## EXERCISE REQUIREMENTS
An exact printout of all the entries is required.
** EXTRACTED DATA follows **
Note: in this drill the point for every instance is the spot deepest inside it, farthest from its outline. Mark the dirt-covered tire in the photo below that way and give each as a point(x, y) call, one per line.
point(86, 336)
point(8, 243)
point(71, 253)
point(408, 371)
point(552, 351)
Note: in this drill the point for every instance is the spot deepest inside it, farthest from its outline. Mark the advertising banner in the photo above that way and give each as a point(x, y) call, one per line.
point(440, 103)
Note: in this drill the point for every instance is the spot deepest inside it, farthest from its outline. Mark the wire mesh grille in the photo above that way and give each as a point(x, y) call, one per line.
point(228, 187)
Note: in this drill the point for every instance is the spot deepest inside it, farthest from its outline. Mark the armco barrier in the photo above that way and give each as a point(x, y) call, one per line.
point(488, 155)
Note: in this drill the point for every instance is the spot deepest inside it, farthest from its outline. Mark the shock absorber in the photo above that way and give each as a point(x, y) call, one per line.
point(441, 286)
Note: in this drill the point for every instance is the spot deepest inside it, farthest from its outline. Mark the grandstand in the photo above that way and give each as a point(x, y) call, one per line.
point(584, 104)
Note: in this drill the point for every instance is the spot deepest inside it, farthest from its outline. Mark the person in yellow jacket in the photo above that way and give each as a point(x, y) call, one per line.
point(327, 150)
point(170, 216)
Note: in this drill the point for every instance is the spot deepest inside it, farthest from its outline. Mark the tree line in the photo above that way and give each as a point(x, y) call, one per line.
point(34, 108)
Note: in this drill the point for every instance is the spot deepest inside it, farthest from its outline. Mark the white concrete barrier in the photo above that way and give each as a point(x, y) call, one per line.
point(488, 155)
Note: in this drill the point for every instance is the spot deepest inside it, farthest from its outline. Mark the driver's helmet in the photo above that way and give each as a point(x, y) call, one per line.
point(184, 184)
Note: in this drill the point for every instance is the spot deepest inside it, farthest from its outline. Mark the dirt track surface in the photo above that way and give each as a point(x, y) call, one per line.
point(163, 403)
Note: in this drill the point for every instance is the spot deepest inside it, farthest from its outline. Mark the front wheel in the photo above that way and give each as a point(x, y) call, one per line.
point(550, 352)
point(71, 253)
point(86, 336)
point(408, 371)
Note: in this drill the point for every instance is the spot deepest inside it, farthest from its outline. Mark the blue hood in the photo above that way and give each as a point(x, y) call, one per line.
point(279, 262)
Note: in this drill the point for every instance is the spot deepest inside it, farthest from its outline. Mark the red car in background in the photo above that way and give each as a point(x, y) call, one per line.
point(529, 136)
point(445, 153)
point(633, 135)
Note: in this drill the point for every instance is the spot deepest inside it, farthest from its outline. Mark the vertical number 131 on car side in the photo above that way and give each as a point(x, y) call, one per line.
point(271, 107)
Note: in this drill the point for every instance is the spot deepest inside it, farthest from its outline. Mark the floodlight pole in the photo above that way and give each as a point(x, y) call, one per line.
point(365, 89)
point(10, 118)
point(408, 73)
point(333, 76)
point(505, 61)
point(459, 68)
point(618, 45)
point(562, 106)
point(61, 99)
** End of EXTRACTED DATA **
## SOLUTION TO THIS PROBLEM
Note: in this drill the point for every instance is the spot deepest inside it, farthest from its outline. Mark the dirt-covered tire in the photo below that way and give each as a point(x, y) call, one per line.
point(86, 336)
point(8, 243)
point(71, 253)
point(408, 371)
point(552, 351)
Note: in this drill the point for every instance is the spot deepest inside it, farthest from its outline. Mark the advertising banner in the photo above that way and give each as a point(x, y) call, one per line.
point(440, 103)
Note: in this drill the point for every instance is the spot deepest inside it, farthest from its outline. Mark the wire mesh grille in the photo above that way and give each as a point(x, y) call, one per line.
point(228, 187)
Note: in this drill the point for every instance is the spot deepest inside it, farthest from its outline. Mark the armco barrier in the photo above that way and give each as a point(x, y) call, one per line.
point(488, 155)
Note: in this drill the point for every instance is the spot deepest inside it, farthest from its outline. Mark the shock absorber in the photo above that way and give each as a point(x, y) call, one per line.
point(441, 286)
Note: in this drill the point for every instance is the spot deepest inside it, farthest from its outline. Mark the grandstand in the photo above that way and give each as a point(x, y) call, one per line.
point(584, 104)
Note: in this drill the point for every instance is the spot deepest inside it, farthest from its outline. Mark the person in yellow jacket in the photo above that way and give each as a point(x, y) call, one per line.
point(327, 150)
point(170, 216)
Note: in this drill the point for every instance is the spot deepest inside it, farthest from its outline. Mark the tree line in the photo above that way and give each as a point(x, y) call, one per line.
point(34, 108)
Note: in this drill the point for every instance is the spot deepest inside it, farthest from its outline. Mark the white concrete barrier in the photo above that way and give each as a point(x, y) call, one per line.
point(488, 155)
Note: in this drill the point for every instance is the spot deepest inside it, farthest from its outline. Mark the driver's helmet in the photo above that way and give each as a point(x, y) call, one per line.
point(184, 184)
Note: in this drill the point for every instance is the spot deepest inside it, farthest from its outline. Mark the dirt track surface in the photo above that way and give each as a point(x, y) call, one per line.
point(163, 403)
Note: in this drill the point for every instance is the spot deepest inside it, farthest from its outline. Mark the front wheel in the photo above that way and give each as a point(x, y) call, one per line.
point(550, 352)
point(71, 253)
point(86, 336)
point(408, 371)
Note: in this drill the point for every instance is the spot deepest inside it, farthest from its outline. Mark the blue hood in the photo above that way and give each as a point(x, y) call, one per line.
point(279, 262)
Note: in this drill the point for every instance is the spot deepest inside it, farthest from its outline. Mark the red car in background in the photo above that way and give each as a point(x, y) call, one per line.
point(529, 136)
point(445, 153)
point(633, 135)
Note: in this drill the point for every instance is the spot deepest inside it, farthest from its outline. Mark the vertical number 131 on car side in the photo above that way and give each as a point(x, y) call, one per line.
point(271, 107)
Note: in this drill the point for every instance is the spot deepest inside it, farthest from its outline. Mark the floodlight pole in the photo above that way and give each as a point(x, y) call, one per line.
point(365, 89)
point(10, 118)
point(408, 73)
point(333, 76)
point(505, 61)
point(459, 68)
point(618, 45)
point(562, 106)
point(61, 99)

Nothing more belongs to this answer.